MATERIALS PROVIDED |
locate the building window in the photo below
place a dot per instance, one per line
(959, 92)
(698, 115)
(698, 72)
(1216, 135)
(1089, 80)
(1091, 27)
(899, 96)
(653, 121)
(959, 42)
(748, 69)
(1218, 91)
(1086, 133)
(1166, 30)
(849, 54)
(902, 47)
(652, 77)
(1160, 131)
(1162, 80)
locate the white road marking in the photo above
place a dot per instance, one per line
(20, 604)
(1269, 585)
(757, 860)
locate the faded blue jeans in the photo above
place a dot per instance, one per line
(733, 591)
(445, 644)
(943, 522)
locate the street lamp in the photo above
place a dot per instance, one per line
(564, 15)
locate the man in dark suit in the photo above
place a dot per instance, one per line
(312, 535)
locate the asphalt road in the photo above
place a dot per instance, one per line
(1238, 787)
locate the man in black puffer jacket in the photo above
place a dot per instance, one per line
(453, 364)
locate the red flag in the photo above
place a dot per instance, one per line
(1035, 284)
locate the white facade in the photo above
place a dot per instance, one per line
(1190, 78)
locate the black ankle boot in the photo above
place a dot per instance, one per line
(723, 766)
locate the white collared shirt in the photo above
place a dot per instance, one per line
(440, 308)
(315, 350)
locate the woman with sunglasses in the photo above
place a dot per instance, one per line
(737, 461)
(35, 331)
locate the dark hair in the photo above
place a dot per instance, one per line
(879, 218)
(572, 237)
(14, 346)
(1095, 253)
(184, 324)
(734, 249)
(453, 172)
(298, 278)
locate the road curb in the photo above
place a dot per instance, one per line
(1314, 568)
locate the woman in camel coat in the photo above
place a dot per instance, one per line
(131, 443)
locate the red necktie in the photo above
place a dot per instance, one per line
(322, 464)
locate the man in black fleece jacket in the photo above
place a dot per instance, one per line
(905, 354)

EXERCISE PROMPT | Return all of the data above verbatim.

RESULT OF THE EXERCISE |
locate the building window in the photo below
place a dot per instance, one per line
(959, 92)
(698, 115)
(698, 72)
(1216, 135)
(1089, 80)
(1091, 27)
(899, 96)
(653, 121)
(959, 42)
(748, 69)
(1218, 91)
(1086, 133)
(1166, 30)
(849, 54)
(902, 47)
(652, 77)
(1160, 131)
(1162, 80)
locate the white road marking in the photo above
place a dot per instance, one per line
(20, 604)
(1269, 585)
(757, 860)
locate the faded blue jeans in the photo above
place a dot per instance, one per line
(733, 591)
(445, 644)
(943, 522)
locate the street lamp in the photo above
place a dot per instance, one per line
(564, 15)
locate the man in dark suit in the photo above
place a dot per instance, one per line
(312, 535)
locate the asphalt road in the photo above
place a dot per instance, one per line
(1238, 787)
locate the man in black puffer jacket in the photo above
place a dot per instance, one per line
(453, 364)
locate the red flag in the photo above
place a dot per instance, one per line
(1035, 284)
locate the white facade in the photo above
place a dot per instance, one per line
(1190, 78)
locate the black ankle boot in the photo above
place a dot per instance, one per line
(723, 766)
locate the white collared shirt in the photo above
place a dot per instance, one per line
(440, 308)
(315, 350)
locate the woman with sunglasses in the photo above
place a dot per instance, one per line
(737, 461)
(35, 331)
locate the dark hair in the photo above
place a dot per instance, one per line
(879, 218)
(572, 237)
(14, 346)
(1095, 253)
(184, 324)
(734, 249)
(453, 172)
(298, 278)
locate the road curb in the photo above
place a dot per instance, one per line
(1314, 568)
locate the woman in camel coat in the photo above
place a dot per instance, one per line
(131, 443)
locate the red necktie in the photo above
place a dot per instance, one per line
(322, 464)
locate the man in black fleece jacket in the photo above
place a dot per instance, one per line
(905, 354)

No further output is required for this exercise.